══ PROVIDED ENTRIES ══

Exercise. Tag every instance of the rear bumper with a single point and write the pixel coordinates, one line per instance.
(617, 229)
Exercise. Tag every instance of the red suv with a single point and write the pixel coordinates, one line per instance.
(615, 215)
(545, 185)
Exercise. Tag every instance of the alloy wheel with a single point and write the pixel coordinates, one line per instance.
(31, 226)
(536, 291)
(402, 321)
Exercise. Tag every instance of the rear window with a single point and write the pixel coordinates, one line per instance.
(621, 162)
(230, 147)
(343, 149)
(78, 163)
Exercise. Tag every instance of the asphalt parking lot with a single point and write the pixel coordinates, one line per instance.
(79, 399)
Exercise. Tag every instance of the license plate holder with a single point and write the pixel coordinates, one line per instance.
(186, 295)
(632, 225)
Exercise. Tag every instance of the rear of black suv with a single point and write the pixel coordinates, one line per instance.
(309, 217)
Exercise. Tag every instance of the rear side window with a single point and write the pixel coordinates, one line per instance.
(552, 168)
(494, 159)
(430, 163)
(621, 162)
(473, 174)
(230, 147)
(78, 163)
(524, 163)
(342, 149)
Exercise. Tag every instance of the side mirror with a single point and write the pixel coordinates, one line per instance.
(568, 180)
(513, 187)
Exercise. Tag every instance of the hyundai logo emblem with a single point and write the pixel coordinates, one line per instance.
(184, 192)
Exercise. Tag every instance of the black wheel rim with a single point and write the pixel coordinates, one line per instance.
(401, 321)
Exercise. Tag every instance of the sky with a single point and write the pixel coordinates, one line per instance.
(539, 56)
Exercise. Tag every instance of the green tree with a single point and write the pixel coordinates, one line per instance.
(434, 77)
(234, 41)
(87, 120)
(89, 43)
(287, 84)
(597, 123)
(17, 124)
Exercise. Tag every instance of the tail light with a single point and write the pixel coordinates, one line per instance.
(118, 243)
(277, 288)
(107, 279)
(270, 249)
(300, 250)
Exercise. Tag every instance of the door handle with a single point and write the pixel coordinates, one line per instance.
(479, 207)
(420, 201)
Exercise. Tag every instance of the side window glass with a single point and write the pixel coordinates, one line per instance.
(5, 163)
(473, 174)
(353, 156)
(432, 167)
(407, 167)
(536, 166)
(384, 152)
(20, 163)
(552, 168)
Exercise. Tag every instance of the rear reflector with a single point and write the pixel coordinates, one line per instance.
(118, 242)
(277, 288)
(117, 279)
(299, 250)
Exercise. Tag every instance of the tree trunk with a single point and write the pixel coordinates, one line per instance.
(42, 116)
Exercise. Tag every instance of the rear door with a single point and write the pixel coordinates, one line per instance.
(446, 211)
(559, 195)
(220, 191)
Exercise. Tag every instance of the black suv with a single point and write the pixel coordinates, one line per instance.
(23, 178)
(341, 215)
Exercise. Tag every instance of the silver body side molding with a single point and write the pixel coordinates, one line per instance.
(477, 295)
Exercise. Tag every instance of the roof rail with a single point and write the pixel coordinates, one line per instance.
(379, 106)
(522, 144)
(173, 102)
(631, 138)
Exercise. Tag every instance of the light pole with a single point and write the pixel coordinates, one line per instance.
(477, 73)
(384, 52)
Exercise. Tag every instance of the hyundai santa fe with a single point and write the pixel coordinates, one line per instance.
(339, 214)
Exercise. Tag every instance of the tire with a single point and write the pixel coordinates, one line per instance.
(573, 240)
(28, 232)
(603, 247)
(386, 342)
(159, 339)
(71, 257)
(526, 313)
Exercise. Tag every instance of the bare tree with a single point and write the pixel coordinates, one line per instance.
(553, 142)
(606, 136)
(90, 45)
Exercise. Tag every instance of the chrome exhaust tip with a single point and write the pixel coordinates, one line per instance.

═══

WHAT IS EXPECTED: Retype all of the material above with every character intact.

RESPONSE TO THE TASK:
Exercise. Tag every instance of the rear bumper with a single point and write the pixel coordinates, one line per instance.
(617, 229)
Exercise. Tag every instance of the red suv with a single point and write the pixel coordinates, one line per instance.
(615, 215)
(545, 185)
Exercise. Tag every instance of the alloy wheel with a single point and write the pixel coordinates, one line per instance.
(31, 226)
(536, 291)
(402, 321)
Exercise. Tag every instance of the rear window with a single point and write the pixel coordinates, one line per instance.
(621, 162)
(230, 147)
(343, 149)
(78, 163)
Exercise. Tag every instance of the asphalt parking lot with a single point and write the pixel coordinates, one line per instance.
(79, 399)
Exercise. Tag every instance of the license plate holder with a single point and write the pixel coordinates, one line per instance.
(186, 295)
(632, 225)
Exercise. Tag every instance of the rear of black suv with a single point and write the pixel coordinates, one line per instance.
(309, 217)
Exercise. Tag every instance of the rear side window with a single point and write the pixel coordinates, one line per instance.
(552, 168)
(494, 159)
(430, 163)
(621, 162)
(473, 174)
(230, 147)
(78, 163)
(524, 163)
(342, 149)
Exercise. Tag every instance of the side mirror with a single point and write the pixel coordinates, one line per instance.
(568, 180)
(513, 187)
Exercise. Tag every instance of the hyundai logo emblem with a single point and write the pixel coordinates, one line per instance.
(184, 192)
Exercise. Tag every instance of the black wheel rim with a single point and write the pixel coordinates, one line per instance.
(401, 321)
Exercise. Tag every instance of the sky with a single point and write the pixel coordinates, one line per instance.
(539, 56)
Exercise. Tag every instance of the green tree with a single point and write the pixel coordinates, one line per instance.
(434, 77)
(234, 41)
(87, 120)
(89, 43)
(287, 84)
(597, 123)
(17, 124)
Exercise. Tag every instance of the tail light with a single point and write the pixel coordinates, one line per instance.
(118, 243)
(277, 288)
(107, 279)
(270, 249)
(300, 250)
Exercise. Tag every instance of the door handle with a single point and write the pixel coordinates, one line per instance.
(479, 207)
(420, 201)
Exercise. Tag every instance of the side window glass with a single point and write the pixel coordinates, one line per instance.
(5, 163)
(473, 174)
(353, 156)
(432, 167)
(407, 167)
(536, 166)
(384, 152)
(20, 163)
(552, 168)
Exercise. Tag every instance of the rear reflector with a single point and write the pixel coordinates, one line per instance.
(118, 242)
(277, 288)
(117, 279)
(299, 250)
Exercise. Tag every instance of the tree trunk with a single point and write the pixel coordinates, one line per instance.
(42, 116)
Exercise. Tag every instance of the rear door with a single point and write the pixel coordinates, one line per instance.
(446, 211)
(559, 195)
(220, 191)
Exercise. Tag every instance of the black suv with a single point and write the pixel coordinates, one line per instance.
(23, 178)
(341, 215)
Exercise. Tag every instance of the silver body side molding with a single point and write the pixel coordinates, one line per instance.
(477, 295)
Exercise. Tag every instance of the roof rail with a single point and write the pixel coordinates, one line per instance.
(379, 106)
(522, 144)
(173, 102)
(631, 138)
Exercise. Tag every instance of the light pole with a single point and write the pixel coordinates, one line per instance.
(477, 73)
(384, 52)
Exercise. Tag every instance of the hyundai santa fe with a single point and write the pixel coordinates, one line per instance.
(339, 214)
Exercise. Tag every instance of the tire with a single point and write the pixel coordinates, one line per instance.
(573, 240)
(28, 232)
(603, 247)
(386, 342)
(159, 339)
(71, 257)
(526, 313)
Exercise. Tag every instance of the bare tree with a single point and write the pixel coordinates, one line per instance.
(553, 142)
(606, 136)
(90, 45)
Exercise. Tag every instance of the chrome exhaust tip with a single point and write the pixel coordinates, one line per instance.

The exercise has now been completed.